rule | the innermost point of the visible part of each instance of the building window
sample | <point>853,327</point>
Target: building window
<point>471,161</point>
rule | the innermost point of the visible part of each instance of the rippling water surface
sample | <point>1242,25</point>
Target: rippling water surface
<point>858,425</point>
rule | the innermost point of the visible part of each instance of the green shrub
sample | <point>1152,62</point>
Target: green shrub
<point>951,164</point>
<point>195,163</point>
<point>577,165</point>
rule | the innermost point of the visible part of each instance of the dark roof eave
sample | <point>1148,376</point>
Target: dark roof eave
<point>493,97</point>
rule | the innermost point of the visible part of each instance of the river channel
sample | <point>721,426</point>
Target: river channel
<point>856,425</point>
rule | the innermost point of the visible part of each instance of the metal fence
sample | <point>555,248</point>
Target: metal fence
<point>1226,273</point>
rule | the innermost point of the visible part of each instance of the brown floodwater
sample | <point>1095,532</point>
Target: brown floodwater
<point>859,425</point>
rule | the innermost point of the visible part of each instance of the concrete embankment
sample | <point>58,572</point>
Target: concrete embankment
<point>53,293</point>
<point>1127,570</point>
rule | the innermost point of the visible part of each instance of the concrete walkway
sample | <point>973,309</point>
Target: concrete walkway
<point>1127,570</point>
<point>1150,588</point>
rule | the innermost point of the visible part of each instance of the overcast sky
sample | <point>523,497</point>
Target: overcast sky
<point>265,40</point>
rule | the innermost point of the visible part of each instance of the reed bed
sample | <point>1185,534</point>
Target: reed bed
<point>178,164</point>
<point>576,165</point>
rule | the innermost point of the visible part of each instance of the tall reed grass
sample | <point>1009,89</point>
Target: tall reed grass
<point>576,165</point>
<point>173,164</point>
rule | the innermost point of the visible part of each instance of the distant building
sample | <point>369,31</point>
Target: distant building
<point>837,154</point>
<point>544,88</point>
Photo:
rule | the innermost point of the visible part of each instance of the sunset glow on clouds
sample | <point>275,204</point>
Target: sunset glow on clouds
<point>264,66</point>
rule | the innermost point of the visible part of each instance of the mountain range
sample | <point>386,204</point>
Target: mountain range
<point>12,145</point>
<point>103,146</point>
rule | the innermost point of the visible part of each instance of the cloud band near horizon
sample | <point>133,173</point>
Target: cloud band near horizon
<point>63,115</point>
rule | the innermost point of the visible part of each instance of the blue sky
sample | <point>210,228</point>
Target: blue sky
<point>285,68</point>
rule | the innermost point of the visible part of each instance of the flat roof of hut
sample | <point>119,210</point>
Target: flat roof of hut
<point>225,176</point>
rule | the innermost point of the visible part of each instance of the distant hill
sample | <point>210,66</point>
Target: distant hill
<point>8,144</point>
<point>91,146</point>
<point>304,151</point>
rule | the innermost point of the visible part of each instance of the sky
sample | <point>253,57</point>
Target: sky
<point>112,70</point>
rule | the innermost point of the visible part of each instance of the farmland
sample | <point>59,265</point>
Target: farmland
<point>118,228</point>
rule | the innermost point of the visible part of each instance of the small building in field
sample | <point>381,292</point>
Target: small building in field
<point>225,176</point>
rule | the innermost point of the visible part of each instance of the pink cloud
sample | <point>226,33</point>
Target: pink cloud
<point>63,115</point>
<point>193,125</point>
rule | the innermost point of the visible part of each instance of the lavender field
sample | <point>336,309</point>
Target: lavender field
•••
Your answer should be one number, the count of lines in the records that contain the word "lavender".

Reply — 2